Please copy the data from the line containing "box every newt" through the end of the data, both ends included, keeping every line. Multiply each bounding-box coordinate value by 0.85 and round it to a whole number, with halves rounded up.

(Stored data)
-- Start --

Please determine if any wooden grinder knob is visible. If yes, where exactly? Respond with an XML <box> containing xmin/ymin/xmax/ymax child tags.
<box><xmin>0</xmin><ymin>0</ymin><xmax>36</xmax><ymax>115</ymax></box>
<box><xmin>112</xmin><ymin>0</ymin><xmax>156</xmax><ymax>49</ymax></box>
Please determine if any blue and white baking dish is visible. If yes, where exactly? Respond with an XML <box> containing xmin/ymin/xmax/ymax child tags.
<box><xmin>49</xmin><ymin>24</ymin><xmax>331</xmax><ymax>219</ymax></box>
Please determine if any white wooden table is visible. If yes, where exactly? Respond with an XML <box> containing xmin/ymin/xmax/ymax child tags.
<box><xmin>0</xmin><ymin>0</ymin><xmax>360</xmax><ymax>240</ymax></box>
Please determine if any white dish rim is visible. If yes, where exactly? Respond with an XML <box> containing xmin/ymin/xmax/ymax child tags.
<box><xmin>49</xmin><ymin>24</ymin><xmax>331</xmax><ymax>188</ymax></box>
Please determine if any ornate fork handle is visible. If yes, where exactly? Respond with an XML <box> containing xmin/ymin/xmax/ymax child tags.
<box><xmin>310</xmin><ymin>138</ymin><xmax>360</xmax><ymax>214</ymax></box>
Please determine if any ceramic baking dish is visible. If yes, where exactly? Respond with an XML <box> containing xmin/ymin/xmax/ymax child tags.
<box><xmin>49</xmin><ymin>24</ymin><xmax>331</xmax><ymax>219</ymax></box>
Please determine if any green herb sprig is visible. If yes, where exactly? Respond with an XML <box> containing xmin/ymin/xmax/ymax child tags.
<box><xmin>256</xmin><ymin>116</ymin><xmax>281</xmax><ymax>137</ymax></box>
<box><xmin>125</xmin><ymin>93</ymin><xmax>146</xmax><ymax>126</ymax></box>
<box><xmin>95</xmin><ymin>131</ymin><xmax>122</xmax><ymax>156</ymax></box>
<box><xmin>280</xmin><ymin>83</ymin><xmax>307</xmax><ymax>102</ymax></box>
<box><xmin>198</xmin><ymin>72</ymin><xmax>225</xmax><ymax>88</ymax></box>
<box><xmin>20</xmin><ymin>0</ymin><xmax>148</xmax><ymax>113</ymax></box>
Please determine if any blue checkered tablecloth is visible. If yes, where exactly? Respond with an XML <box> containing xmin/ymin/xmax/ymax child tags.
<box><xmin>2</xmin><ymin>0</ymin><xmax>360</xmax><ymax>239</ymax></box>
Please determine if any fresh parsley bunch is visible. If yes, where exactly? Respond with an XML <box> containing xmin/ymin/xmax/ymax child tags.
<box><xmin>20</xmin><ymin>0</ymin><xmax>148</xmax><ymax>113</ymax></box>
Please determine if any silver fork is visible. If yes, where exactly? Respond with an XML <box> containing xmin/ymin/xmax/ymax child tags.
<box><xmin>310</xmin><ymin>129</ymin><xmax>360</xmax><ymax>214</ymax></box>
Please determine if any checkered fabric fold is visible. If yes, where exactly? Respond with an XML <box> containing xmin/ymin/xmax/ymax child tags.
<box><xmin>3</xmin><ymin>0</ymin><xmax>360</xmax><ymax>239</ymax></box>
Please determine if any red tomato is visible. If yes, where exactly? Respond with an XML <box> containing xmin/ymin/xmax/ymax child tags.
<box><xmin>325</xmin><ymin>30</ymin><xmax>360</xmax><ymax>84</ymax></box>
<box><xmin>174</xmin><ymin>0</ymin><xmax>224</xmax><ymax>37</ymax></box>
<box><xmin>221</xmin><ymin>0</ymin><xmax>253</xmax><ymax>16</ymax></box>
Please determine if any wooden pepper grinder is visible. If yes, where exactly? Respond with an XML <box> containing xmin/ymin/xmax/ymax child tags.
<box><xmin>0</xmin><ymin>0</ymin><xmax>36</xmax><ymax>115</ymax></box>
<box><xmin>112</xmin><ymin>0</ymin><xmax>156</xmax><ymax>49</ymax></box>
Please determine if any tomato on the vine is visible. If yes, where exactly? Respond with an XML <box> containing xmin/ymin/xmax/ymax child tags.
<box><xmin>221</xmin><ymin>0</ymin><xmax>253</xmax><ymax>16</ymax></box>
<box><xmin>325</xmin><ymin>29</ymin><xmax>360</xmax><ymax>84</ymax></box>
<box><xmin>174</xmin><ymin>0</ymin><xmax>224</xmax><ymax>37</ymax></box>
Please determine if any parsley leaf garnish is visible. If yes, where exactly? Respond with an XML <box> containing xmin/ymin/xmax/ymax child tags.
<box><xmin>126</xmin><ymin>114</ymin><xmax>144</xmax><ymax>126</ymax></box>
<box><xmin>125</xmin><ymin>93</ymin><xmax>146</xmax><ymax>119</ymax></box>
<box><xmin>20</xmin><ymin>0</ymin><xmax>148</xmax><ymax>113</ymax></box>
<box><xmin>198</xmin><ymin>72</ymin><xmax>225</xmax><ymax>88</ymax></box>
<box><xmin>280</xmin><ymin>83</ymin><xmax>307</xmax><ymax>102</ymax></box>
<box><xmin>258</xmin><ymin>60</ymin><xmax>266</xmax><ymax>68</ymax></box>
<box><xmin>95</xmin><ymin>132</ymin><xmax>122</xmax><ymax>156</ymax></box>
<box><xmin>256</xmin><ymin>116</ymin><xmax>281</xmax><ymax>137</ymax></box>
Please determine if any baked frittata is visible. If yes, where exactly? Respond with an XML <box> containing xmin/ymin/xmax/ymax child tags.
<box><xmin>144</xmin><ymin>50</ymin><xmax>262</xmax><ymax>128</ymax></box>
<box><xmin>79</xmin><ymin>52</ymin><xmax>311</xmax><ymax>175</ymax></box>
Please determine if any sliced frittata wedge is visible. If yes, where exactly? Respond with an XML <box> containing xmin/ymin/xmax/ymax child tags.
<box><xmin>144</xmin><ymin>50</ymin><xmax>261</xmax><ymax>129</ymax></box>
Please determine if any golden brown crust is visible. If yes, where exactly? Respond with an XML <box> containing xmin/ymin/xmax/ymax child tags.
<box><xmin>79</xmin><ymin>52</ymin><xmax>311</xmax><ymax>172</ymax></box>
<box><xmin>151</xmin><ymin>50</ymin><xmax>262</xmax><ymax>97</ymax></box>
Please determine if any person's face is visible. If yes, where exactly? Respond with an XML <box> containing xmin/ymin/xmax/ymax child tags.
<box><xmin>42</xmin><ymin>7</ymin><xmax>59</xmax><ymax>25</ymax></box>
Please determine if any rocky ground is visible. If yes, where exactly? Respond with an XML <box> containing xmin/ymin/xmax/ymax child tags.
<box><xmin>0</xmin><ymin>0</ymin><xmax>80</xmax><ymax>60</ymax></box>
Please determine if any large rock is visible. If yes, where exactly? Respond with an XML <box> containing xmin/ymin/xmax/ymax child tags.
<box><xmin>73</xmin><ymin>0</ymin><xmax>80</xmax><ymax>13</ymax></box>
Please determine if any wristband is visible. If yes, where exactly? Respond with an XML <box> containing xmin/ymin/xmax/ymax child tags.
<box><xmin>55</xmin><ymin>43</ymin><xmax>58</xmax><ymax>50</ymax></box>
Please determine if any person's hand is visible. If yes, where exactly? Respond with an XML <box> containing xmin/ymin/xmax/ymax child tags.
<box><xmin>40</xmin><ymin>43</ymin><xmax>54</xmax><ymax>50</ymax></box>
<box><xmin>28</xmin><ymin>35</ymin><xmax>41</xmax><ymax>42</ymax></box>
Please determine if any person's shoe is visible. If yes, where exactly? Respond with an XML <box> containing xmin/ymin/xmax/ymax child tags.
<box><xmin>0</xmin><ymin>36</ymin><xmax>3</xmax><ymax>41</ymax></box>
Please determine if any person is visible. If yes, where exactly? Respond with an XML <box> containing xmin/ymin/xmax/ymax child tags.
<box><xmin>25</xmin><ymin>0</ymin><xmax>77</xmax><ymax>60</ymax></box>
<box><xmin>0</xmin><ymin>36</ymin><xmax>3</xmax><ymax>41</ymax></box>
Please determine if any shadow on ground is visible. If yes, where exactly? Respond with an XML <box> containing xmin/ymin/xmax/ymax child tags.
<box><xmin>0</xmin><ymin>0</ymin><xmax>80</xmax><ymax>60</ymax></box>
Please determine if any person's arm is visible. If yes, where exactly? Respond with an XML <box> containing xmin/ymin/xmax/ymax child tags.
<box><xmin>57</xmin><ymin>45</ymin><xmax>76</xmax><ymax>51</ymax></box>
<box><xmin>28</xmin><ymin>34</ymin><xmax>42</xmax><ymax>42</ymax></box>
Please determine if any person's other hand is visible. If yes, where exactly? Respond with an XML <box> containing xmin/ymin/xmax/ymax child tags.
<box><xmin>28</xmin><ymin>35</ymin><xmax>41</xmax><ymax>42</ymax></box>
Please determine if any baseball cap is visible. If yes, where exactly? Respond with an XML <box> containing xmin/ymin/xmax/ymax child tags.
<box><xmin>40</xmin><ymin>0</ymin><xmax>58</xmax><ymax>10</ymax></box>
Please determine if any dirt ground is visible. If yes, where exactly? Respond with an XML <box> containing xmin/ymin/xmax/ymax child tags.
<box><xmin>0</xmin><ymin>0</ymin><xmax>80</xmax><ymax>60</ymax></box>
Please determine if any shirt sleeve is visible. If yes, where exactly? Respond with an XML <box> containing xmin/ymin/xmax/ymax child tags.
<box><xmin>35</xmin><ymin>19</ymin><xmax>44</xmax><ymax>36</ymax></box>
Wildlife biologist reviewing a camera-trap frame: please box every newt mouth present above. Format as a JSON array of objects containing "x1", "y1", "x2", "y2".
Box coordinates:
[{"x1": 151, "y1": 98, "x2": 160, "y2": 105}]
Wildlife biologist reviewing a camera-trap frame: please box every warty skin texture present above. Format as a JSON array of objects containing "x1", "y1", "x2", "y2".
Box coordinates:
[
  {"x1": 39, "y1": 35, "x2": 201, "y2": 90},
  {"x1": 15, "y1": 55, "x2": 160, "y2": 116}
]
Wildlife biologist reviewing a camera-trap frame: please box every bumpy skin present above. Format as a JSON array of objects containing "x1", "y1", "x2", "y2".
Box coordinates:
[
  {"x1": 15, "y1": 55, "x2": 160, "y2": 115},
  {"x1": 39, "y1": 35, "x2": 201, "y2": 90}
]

-- End --

Problem solution:
Wildlife biologist reviewing a camera-trap frame: please box every newt mouth present above. Format as a JSON array of objects containing "x1", "y1", "x2", "y2".
Box coordinates:
[{"x1": 128, "y1": 83, "x2": 136, "y2": 89}]
Wildlife biologist reviewing a camera-trap frame: please box every warty skin texture present above. Format as a JSON array of objects containing "x1", "y1", "x2", "y2".
Box coordinates:
[
  {"x1": 33, "y1": 30, "x2": 171, "y2": 77},
  {"x1": 13, "y1": 47, "x2": 136, "y2": 99}
]
Wildlife biologist reviewing a camera-trap frame: please box every bumpy skin present above. Format as a JSON array of objects containing "x1", "y1", "x2", "y2".
Box coordinates:
[
  {"x1": 13, "y1": 47, "x2": 136, "y2": 98},
  {"x1": 33, "y1": 30, "x2": 171, "y2": 77}
]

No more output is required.